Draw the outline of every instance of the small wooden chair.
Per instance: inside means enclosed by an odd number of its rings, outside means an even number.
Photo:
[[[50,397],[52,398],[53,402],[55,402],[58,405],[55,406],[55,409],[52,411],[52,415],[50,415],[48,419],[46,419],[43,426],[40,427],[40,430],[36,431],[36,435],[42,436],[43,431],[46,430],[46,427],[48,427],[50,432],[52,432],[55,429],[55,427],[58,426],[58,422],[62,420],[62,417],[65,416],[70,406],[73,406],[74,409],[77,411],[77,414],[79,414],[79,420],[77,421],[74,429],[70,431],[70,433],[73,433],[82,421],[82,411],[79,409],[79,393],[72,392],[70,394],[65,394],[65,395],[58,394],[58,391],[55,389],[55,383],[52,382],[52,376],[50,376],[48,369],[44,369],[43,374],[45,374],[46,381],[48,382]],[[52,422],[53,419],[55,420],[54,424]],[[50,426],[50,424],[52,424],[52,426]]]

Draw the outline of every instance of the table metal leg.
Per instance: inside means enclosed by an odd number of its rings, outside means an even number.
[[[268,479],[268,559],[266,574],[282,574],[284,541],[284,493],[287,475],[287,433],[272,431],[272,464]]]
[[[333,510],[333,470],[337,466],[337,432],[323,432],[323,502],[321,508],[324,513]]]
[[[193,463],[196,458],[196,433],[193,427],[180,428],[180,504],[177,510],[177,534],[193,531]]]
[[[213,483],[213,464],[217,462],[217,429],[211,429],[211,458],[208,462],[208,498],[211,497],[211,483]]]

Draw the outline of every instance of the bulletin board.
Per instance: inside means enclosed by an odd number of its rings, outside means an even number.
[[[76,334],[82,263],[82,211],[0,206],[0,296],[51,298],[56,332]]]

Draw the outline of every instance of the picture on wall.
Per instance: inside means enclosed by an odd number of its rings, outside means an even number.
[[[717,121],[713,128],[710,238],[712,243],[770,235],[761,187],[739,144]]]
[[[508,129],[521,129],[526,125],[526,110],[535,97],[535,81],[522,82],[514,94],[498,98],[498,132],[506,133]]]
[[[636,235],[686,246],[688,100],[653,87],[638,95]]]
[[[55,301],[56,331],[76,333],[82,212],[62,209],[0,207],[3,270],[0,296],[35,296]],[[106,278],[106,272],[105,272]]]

---*---

What to produce. Copy every line of the records above again, word for word and unchanged.

Answer below.
Draw the outline of every instance of the small wooden chair.
Per instance: inside means enclosed by an odd number of its rings, outside means an even number.
Photo:
[[[50,397],[52,398],[53,402],[55,402],[58,405],[55,406],[55,409],[52,411],[52,415],[50,415],[48,419],[46,419],[43,426],[40,427],[40,430],[36,431],[36,435],[42,436],[43,431],[46,430],[46,427],[48,427],[50,432],[52,432],[55,429],[55,427],[58,426],[58,422],[62,420],[62,417],[65,416],[70,406],[73,406],[74,409],[77,411],[77,414],[79,414],[79,420],[77,421],[74,429],[70,431],[70,433],[73,433],[82,421],[82,411],[79,409],[79,393],[72,392],[70,394],[65,394],[65,395],[58,394],[58,391],[55,389],[55,383],[52,382],[52,376],[50,376],[48,369],[44,369],[43,374],[45,374],[46,381],[48,382]],[[52,422],[53,419],[55,420],[54,424]],[[50,426],[50,424],[52,424],[52,426]]]

Draw the outline of every instance of the table metal leg.
Per instance: inside means enclosed by an odd number of its rings, outside means an even number.
[[[268,479],[268,559],[266,574],[282,574],[284,541],[284,493],[287,475],[287,433],[272,431],[272,464]]]
[[[333,510],[333,470],[337,466],[337,432],[323,432],[323,502],[321,508],[324,513]]]
[[[193,463],[196,458],[196,433],[193,427],[180,428],[180,504],[177,510],[177,534],[193,531]]]
[[[213,483],[213,464],[217,462],[217,429],[211,429],[211,458],[208,462],[208,498],[211,497],[211,483]]]

Draw the outline of every instance of the bulletin board.
Per instance: inside means enclosed by an odd number of its rings, outside means an even number.
[[[76,334],[82,263],[82,211],[0,206],[0,296],[51,298],[56,332]]]

Draw the outline of every instance of the picture on wall.
Per instance: inside means enclosed by an odd number of its rings, outside means an even number.
[[[717,121],[713,128],[710,238],[712,243],[770,235],[761,187],[739,144]]]
[[[508,129],[521,129],[526,125],[526,110],[535,97],[535,81],[522,82],[514,94],[498,98],[498,132],[506,133]]]
[[[636,235],[686,246],[688,100],[653,87],[638,95]]]
[[[55,301],[56,331],[76,333],[82,212],[62,209],[0,207],[3,270],[0,296],[35,296]],[[106,278],[106,272],[105,272]]]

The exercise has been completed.